= Problem 1 =
In the page about the Magic Doctor Rex manga, copy out the passage from "- Genre: Erotic" to "in December 2023." word for word.
= Problem 2 =
Using the page about the Magic Doctor Rex manga, explain in one to three sentences what Rex does in the world of the series.
= Problem 3 =
Resume the page about the Magic Doctor Rex manga, writing on from its last sentence.

= Selected extract =
============================================================
- First tankōbon volume cover

魔法医レクスの変態カルテ (Mahōi Rekusu no Hentai Karute)
- Genre: Erotic comedy; Fantasy comedy; Medical;
- Written by: Daisuke Motomi
- Published by: Shinchosha
- English publisher: NA: Yen Press;
- Imprint: Bunch Comics
- Magazine: Kurage Bunch
- Original run: December 15, 2023 – present
- Volumes: 5

= Magic Doctor Rex's Perverted Medical Record =

Japanese manga series

Magic Doctor Rex's Perverted Medical Record (魔法医レクスの変態カルテ, Mahōi Rekusu no Hentai Karute) is a Japanese manga series written and illustrated by Daisuke Motomi. It began serialization on Shinchosha's Kurage Bunch manga website in December 2023.

==Synopsis==
The series is set in a world where the Demon King has been defeated. Rex runs a clinic in this world and he oversees patients of all kinds with myriads of issues, especially those of a sexual nature.
============================================================
= Available data =
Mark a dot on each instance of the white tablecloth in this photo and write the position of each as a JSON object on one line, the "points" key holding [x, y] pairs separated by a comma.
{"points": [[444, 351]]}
============================================================
= Answer 1 =
- Genre: Erotic comedy; Fantasy comedy; Medical;
- Written by: Daisuke Motomi
- Published by: Shinchosha
- English publisher: NA: Yen Press;
- Imprint: Bunch Comics
- Magazine: Kurage Bunch
- Original run: December 15, 2023 – present
- Volumes: 5

= Magic Doctor Rex's Perverted Medical Record =

Japanese manga series

Magic Doctor Rex's Perverted Medical Record (魔法医レクスの変態カルテ, Mahōi Rekusu no Hentai Karute) is a Japanese manga series written and illustrated by Daisuke Motomi. It began serialization on Shinchosha's Kurage Bunch manga website in December 2023.

= Answer 2 =
Rex runs a clinic in a world where the Demon King has been defeated. He oversees patients of all kinds who have many different issues, especially issues of a sexual nature.

= Answer 3 =
==Characters==
- Rex Landiel (レクス・ランディエル, Rekusu Randieru)

- Velma (ベルマ, Beruma)

==Media==
===Manga===
Written and illustrated by Daisuke Motomi, Magic Doctor Rex's Perverted Medical Record began serialization on Shinchosha's Kurage Bunch manga website on December 15, 2023. Its chapters have been collected in five tankōbon volumes as of July 2026.

In January 2026, Yen Press announced that they had licensed the series for English publication, with the first volume set to release in July later in the year.

| No. | Original release date | Original ISBN | North American release date | North American ISBN |
| 1 | March 8, 2024 | 978-4-10-772686-5 | July 28, 2026 | 979-8-8554-2176-7 |
| "Slime"; "Interspecies Love"; "Man-Eaters"; "Incubus"; | "Bikini Armor"; "Boonrunes and Goonrunes"; Bonus: Case 2.5: "A Cure for Premature Ejaculation"; |
| 2 | September 9, 2024 | 978-4-10-772744-2 | — | — |
| 3 | April 9, 2025 | 978-4-10-772812-8 | — | — |
| 4 | January 8, 2026 | 978-4-10-772902-6 | — | — |
| 5 | July 9, 2026 | 978-4-10-772961-3 | — | — |

===Other===
In commemoration of the release of the third volume, a promotional video was uploaded to Shinchosha's Comic Bunch YouTube channel on April 9, 2025. It featured vocal performances from Jouji Nakata and Yū Kobayashi.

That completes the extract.